> _INFORMATION PROVIDED_:
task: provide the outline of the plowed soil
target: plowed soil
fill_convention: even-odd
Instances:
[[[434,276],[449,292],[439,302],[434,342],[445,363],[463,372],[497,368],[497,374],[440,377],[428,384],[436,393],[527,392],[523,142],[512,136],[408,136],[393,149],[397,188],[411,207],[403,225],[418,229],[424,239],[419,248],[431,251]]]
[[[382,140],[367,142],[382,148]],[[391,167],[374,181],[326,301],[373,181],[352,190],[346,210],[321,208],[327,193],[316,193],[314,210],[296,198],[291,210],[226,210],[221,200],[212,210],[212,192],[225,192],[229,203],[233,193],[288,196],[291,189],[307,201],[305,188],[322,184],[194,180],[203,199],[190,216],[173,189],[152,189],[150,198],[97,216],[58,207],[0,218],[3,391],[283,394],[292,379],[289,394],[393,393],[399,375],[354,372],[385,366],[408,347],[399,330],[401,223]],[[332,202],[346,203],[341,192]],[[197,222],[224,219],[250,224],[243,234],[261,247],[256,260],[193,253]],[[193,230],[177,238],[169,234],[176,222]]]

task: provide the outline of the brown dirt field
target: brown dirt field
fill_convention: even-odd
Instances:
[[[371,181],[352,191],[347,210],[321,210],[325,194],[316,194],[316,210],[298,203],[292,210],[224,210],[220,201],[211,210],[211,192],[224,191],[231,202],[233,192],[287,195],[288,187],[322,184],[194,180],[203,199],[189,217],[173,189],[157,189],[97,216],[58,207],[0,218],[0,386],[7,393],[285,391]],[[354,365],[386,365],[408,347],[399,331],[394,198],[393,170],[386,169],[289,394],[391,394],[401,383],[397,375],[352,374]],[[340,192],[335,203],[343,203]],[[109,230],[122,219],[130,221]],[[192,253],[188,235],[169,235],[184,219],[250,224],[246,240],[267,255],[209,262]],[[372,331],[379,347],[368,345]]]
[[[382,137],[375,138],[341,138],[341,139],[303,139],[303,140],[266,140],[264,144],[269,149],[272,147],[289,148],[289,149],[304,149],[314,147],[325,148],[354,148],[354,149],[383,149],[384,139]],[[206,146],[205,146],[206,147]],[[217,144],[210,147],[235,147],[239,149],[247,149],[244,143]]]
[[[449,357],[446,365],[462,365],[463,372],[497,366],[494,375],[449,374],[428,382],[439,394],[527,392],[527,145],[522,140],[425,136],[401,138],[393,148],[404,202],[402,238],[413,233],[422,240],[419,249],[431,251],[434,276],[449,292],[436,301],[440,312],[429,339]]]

> _TASK_: Rewrite the data above, putting "boundary" wherever "outline" occurs and leaving every other character as it is.

> _CORRECT RESULT_:
task: provide the boundary of the plowed soil
target: plowed soil
fill_convention: even-odd
Instances:
[[[434,276],[449,292],[439,302],[434,342],[445,363],[463,372],[497,368],[497,374],[440,377],[428,384],[436,393],[527,392],[523,142],[512,136],[408,136],[393,149],[397,188],[411,207],[403,225],[418,229],[424,239],[419,248],[431,251]]]
[[[382,140],[367,142],[382,148]],[[391,167],[374,181],[326,301],[373,181],[352,190],[346,210],[321,208],[327,193],[316,193],[314,210],[296,198],[291,210],[226,210],[221,200],[212,210],[212,192],[225,192],[229,203],[233,193],[288,196],[291,189],[307,201],[305,188],[322,184],[194,180],[203,199],[190,216],[173,189],[152,189],[150,198],[97,216],[58,207],[0,218],[3,391],[283,394],[292,379],[289,394],[393,393],[399,375],[354,372],[385,366],[408,347],[399,330],[401,223]],[[332,202],[346,203],[341,192]],[[197,222],[224,219],[250,224],[243,234],[261,247],[256,260],[193,253]],[[193,230],[177,238],[169,234],[176,222]]]

task: provide the boundary of the brown dirt field
target: brown dirt field
fill_convention: even-odd
Instances:
[[[371,181],[352,191],[347,210],[321,210],[325,194],[316,194],[316,210],[298,203],[292,210],[224,210],[220,201],[211,210],[211,192],[224,191],[231,202],[233,192],[287,195],[288,187],[322,184],[194,180],[203,199],[189,217],[173,189],[157,189],[97,216],[58,207],[0,218],[0,386],[7,393],[285,391]],[[354,365],[386,365],[408,347],[399,331],[394,198],[393,170],[386,169],[289,394],[391,394],[401,383],[397,375],[352,374]],[[340,192],[335,203],[343,203]],[[109,230],[122,219],[130,221]],[[192,253],[188,235],[169,235],[184,219],[250,224],[246,240],[267,255],[209,262]],[[372,331],[379,347],[368,345]]]
[[[382,137],[375,138],[341,138],[341,139],[303,139],[303,140],[266,140],[264,144],[269,149],[272,147],[289,148],[289,149],[304,149],[314,147],[325,148],[354,148],[354,149],[383,149],[384,139]],[[206,146],[205,146],[206,147]],[[217,144],[210,147],[235,147],[239,149],[247,149],[244,143]]]
[[[449,357],[446,365],[462,365],[463,372],[497,366],[494,375],[449,374],[428,382],[439,394],[527,392],[527,145],[522,140],[425,136],[401,138],[393,148],[404,202],[402,238],[413,233],[422,240],[419,249],[431,251],[434,276],[449,292],[436,301],[440,312],[429,339]]]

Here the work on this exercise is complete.